Wherever the string "reed" appears in a line of the listing below, report that line.

===== DATA FOR PROCESSING

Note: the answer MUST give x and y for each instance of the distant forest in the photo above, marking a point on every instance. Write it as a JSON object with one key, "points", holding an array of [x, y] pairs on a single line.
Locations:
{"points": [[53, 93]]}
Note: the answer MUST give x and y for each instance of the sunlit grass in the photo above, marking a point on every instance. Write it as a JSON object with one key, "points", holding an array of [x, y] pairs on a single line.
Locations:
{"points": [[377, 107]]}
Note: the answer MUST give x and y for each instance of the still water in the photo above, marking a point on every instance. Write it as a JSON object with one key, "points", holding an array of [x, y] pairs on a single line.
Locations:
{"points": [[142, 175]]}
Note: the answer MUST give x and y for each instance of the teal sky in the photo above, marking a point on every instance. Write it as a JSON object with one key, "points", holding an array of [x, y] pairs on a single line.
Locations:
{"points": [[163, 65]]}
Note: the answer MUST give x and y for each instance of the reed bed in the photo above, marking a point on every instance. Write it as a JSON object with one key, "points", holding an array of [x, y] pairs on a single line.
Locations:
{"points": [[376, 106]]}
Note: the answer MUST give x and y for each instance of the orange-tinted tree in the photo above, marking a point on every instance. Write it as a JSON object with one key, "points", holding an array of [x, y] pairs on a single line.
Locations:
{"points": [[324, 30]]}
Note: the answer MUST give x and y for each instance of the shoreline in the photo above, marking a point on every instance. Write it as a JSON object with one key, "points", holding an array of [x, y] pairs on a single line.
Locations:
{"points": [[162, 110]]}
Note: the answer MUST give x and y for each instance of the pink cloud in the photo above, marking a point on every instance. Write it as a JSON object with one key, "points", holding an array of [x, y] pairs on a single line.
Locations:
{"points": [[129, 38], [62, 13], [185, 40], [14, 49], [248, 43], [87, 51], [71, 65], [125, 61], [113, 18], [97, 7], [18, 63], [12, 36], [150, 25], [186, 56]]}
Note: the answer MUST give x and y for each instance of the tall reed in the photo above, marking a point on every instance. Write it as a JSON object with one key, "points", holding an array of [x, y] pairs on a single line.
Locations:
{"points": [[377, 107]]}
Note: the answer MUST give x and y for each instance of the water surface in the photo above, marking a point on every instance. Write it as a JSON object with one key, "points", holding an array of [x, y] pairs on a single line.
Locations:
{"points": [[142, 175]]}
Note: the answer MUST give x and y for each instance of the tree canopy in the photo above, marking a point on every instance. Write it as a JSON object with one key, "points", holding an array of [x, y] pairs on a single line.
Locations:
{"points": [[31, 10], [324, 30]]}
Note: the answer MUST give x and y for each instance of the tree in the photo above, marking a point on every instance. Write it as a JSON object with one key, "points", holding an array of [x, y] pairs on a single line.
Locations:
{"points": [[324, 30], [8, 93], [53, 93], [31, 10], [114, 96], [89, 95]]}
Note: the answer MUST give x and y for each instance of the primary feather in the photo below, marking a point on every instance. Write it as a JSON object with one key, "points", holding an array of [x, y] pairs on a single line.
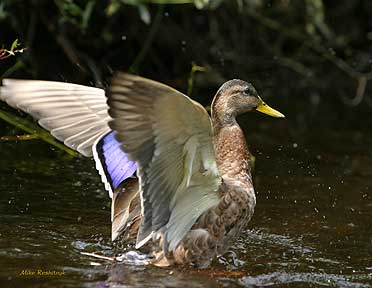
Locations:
{"points": [[170, 138]]}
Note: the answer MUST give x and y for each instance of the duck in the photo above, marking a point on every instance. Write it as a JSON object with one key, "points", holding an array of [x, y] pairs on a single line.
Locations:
{"points": [[180, 180]]}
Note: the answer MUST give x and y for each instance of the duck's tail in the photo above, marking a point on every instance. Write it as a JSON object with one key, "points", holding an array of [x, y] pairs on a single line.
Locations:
{"points": [[126, 210]]}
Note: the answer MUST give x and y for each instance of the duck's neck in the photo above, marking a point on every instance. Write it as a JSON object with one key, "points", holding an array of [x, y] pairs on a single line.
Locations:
{"points": [[230, 148]]}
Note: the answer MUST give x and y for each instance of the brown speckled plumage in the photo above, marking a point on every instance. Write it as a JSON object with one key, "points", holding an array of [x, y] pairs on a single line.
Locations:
{"points": [[217, 227]]}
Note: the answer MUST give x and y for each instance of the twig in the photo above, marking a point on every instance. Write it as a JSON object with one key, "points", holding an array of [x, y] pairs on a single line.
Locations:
{"points": [[194, 68], [33, 129]]}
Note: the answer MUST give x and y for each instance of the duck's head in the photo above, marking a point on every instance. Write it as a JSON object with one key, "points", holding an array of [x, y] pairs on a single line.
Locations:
{"points": [[237, 97]]}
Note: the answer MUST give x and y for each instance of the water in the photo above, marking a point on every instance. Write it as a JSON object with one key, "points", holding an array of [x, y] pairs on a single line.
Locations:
{"points": [[311, 228]]}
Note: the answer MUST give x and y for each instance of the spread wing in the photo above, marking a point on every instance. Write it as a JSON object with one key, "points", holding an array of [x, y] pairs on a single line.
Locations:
{"points": [[170, 138], [78, 116], [74, 114]]}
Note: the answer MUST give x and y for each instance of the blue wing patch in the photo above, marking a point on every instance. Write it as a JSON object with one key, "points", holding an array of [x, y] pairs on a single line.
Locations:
{"points": [[111, 162]]}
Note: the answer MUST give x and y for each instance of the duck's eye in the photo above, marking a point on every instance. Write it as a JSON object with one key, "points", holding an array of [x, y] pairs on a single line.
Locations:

==========

RESULT FOR THIS TASK:
Note: the answer MUST give x and y for each instance of the reed bed in the photo above, marking a point on every instance. Write it as a JSON object with one key, "points", holding an array of [x, y] pairs on a single line.
Note: the answer MUST give x and y for each instance of the tall reed in the photo above, marking a point on every instance. Write it as a JSON object with one key, "points", holding an array of [x, y] pairs on a single line.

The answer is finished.